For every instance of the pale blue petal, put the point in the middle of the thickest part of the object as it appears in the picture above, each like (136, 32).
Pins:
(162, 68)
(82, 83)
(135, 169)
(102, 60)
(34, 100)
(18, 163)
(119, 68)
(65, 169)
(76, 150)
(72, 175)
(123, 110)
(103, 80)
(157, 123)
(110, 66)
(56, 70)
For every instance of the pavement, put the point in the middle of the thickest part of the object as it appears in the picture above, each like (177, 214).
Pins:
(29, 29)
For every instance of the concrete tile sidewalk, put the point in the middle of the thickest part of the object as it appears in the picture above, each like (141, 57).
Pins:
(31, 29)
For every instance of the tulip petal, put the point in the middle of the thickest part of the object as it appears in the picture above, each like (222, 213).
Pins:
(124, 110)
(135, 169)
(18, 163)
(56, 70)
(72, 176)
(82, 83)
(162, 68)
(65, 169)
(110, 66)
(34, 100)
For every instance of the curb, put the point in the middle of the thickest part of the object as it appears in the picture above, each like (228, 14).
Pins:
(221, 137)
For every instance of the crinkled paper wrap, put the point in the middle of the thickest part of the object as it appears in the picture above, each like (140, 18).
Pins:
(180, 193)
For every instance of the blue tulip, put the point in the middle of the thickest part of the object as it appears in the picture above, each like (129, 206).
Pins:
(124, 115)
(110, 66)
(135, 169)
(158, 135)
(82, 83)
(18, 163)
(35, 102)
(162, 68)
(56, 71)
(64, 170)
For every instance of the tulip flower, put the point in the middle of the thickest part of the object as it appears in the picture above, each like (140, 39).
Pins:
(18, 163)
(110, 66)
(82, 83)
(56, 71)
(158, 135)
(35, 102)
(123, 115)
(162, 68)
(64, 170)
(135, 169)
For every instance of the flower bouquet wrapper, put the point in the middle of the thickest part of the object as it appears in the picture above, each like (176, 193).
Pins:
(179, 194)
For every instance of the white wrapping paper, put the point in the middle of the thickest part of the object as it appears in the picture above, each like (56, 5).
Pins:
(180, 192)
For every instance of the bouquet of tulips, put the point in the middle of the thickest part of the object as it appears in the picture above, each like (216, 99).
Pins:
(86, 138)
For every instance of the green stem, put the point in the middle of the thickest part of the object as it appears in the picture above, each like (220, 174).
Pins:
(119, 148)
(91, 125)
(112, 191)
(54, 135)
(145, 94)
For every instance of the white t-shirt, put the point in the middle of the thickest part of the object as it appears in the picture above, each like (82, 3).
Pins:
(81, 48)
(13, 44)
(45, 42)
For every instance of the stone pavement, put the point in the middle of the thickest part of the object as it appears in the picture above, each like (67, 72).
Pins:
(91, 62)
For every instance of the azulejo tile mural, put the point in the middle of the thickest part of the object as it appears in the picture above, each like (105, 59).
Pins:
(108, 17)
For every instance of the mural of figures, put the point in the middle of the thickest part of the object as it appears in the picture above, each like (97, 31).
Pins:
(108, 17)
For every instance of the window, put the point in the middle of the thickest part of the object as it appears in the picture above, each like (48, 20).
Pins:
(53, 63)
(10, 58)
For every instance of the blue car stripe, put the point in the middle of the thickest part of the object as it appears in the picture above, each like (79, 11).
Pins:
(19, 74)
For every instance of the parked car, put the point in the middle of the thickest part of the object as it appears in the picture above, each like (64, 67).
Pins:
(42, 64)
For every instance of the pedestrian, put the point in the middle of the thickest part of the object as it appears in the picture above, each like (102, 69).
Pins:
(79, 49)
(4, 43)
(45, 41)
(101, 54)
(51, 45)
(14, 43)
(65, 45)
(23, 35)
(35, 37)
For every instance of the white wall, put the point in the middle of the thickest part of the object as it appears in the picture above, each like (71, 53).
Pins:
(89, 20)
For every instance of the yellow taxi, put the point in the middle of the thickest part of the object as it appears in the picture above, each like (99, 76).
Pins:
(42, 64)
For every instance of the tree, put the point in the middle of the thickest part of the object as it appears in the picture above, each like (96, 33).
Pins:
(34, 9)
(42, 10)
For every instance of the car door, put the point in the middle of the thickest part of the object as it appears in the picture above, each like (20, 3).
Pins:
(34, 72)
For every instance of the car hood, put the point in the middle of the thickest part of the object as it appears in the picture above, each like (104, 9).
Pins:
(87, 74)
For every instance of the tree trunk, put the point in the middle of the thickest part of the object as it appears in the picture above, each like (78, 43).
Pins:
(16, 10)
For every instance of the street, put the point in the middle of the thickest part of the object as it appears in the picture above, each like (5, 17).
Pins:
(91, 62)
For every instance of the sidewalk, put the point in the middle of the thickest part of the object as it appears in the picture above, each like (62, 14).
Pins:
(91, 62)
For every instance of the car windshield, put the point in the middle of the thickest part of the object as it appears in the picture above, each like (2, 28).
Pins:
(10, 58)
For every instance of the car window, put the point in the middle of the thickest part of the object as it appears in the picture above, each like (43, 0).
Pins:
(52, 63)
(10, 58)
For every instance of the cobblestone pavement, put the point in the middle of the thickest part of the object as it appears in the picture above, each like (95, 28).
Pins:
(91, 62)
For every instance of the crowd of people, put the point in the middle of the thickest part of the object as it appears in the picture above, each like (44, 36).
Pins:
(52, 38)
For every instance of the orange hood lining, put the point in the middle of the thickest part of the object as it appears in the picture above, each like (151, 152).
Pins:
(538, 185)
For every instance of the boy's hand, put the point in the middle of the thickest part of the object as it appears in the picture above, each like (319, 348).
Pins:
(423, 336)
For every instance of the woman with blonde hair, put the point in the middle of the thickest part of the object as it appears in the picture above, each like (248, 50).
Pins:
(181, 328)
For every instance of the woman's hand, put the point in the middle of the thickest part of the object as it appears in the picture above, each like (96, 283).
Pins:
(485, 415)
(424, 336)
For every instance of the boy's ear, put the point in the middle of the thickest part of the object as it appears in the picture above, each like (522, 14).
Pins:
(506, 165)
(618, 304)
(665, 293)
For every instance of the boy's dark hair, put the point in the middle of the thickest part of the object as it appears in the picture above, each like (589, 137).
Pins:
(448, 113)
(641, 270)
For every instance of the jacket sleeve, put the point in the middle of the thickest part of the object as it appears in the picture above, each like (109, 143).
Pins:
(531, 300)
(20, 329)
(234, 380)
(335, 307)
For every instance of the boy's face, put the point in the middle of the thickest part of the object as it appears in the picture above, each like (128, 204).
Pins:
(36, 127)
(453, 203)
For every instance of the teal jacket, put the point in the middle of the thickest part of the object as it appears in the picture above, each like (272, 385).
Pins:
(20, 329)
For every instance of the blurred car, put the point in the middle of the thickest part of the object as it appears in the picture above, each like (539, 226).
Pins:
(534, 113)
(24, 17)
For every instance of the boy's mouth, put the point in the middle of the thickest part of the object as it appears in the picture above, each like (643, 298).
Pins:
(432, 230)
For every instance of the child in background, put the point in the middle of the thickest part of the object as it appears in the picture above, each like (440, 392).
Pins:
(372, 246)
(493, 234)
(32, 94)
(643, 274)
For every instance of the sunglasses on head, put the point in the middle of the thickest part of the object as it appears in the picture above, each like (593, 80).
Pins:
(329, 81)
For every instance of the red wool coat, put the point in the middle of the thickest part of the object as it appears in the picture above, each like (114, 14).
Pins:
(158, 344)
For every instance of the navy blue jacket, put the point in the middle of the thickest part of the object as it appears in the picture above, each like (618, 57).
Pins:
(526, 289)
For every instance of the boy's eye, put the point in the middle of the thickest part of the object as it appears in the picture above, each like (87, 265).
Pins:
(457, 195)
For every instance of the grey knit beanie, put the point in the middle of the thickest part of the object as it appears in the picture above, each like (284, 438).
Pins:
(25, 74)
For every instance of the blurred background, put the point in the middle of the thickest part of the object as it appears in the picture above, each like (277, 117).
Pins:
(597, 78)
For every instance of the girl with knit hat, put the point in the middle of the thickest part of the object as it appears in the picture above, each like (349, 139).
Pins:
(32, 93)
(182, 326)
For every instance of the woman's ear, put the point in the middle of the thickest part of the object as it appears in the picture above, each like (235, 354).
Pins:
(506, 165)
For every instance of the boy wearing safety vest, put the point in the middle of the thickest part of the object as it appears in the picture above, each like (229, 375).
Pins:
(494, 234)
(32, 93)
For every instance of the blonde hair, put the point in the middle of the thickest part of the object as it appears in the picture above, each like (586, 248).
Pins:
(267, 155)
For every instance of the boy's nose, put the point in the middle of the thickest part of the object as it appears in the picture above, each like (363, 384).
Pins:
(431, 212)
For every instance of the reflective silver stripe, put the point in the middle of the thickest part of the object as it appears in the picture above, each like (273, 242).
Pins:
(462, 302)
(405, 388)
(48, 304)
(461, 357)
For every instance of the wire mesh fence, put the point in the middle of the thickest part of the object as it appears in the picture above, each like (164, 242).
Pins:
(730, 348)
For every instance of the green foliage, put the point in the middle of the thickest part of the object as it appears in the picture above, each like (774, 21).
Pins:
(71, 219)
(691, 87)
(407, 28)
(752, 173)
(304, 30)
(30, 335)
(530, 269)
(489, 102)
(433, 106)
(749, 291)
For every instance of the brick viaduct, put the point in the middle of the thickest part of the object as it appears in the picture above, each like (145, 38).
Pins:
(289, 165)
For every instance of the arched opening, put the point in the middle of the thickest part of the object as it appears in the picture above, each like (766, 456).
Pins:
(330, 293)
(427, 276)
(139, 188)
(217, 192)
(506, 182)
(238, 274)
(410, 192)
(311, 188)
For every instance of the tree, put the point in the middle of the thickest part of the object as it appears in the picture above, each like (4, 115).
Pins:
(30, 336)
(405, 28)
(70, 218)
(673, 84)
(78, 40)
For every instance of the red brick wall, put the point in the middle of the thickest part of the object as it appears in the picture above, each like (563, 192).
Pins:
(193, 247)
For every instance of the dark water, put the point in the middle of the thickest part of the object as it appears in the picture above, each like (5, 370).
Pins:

------------------------------

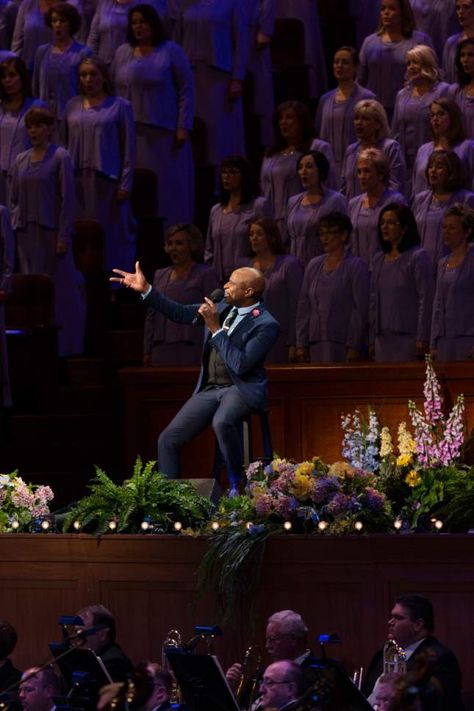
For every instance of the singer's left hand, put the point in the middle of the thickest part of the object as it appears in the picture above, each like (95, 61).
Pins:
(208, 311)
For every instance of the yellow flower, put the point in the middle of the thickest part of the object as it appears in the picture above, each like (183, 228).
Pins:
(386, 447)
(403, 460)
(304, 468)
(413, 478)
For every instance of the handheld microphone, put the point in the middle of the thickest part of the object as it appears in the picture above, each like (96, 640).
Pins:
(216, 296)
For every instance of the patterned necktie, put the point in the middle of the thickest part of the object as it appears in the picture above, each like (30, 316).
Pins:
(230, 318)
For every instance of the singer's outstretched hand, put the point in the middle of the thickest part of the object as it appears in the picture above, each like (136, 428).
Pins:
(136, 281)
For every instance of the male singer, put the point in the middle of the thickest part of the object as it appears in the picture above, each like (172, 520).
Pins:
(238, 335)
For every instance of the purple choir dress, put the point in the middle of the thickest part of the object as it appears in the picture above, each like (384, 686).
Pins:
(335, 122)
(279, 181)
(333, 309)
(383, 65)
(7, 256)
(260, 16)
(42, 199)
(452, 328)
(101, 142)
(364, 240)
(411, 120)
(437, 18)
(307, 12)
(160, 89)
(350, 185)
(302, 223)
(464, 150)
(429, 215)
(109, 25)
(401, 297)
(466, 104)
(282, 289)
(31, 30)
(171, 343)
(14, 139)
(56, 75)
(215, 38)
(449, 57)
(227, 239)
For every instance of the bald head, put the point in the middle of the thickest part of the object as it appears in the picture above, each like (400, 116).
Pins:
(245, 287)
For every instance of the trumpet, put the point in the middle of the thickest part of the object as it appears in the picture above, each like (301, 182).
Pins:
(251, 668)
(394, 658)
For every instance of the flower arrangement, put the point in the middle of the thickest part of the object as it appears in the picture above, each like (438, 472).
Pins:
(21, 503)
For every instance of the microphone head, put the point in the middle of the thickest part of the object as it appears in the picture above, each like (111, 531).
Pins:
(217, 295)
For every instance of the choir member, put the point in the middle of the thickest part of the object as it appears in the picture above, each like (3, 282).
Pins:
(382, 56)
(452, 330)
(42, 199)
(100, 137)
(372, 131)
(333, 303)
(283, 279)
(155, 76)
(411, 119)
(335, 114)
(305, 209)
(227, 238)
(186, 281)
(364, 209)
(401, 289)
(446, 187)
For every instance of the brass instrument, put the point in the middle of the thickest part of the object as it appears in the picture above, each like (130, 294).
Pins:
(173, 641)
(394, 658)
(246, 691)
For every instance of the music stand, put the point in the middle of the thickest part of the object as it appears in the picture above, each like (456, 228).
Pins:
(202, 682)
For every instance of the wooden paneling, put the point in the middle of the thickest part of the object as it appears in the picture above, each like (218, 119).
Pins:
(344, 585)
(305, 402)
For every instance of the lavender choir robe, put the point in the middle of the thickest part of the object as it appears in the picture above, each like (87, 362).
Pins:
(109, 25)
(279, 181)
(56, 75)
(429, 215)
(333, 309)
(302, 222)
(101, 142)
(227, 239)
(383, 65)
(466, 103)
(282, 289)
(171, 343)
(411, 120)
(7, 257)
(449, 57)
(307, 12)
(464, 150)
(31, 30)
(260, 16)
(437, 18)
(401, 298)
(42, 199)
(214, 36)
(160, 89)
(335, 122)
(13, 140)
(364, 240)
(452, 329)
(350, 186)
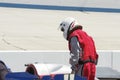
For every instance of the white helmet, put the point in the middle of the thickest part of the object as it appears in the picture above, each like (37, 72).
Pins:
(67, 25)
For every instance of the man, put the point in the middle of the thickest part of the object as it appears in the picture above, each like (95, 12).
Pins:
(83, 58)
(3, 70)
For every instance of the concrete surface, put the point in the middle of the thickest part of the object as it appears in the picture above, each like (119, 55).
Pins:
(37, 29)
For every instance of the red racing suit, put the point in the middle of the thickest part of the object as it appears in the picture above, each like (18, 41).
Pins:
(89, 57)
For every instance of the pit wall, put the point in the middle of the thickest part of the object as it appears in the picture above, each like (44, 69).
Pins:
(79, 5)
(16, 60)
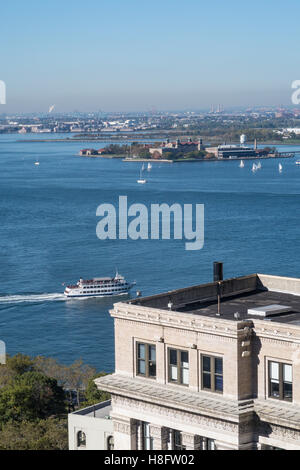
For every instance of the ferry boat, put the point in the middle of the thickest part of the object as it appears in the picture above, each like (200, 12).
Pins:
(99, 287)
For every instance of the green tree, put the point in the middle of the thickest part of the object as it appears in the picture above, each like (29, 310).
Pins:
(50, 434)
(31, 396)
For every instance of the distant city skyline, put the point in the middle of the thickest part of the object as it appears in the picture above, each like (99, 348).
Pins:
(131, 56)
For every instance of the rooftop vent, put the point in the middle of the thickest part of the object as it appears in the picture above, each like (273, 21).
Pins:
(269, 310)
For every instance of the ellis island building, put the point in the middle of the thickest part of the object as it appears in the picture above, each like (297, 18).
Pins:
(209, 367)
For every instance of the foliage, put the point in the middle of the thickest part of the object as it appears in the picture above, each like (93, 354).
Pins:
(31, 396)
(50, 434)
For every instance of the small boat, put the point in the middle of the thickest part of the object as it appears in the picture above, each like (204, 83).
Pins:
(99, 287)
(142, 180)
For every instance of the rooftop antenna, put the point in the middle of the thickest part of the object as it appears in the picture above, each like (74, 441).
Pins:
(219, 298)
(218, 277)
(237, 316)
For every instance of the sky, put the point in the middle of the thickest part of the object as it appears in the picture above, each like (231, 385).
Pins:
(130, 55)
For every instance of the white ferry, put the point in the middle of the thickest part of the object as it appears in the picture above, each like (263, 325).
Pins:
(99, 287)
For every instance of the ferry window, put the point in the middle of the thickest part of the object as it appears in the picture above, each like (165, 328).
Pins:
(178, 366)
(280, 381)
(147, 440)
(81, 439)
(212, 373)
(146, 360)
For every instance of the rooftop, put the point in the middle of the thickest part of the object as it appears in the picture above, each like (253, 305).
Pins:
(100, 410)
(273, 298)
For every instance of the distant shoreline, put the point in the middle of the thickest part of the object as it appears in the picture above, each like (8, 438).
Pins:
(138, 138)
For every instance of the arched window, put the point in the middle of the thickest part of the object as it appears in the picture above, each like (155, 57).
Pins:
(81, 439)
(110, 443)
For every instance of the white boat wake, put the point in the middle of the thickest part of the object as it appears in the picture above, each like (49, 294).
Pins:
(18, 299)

------------------------------

Every line in the listing above that mentions "mural" should be returned.

For every instance of the azulejo tile mural, put the point in the middle of the thickest part of the object as it appears in the picture above, each like (105, 59).
For every instance of the mural of figures, put the point in the middle of the thickest part of the object as it appears in the picture above, each like (97, 31).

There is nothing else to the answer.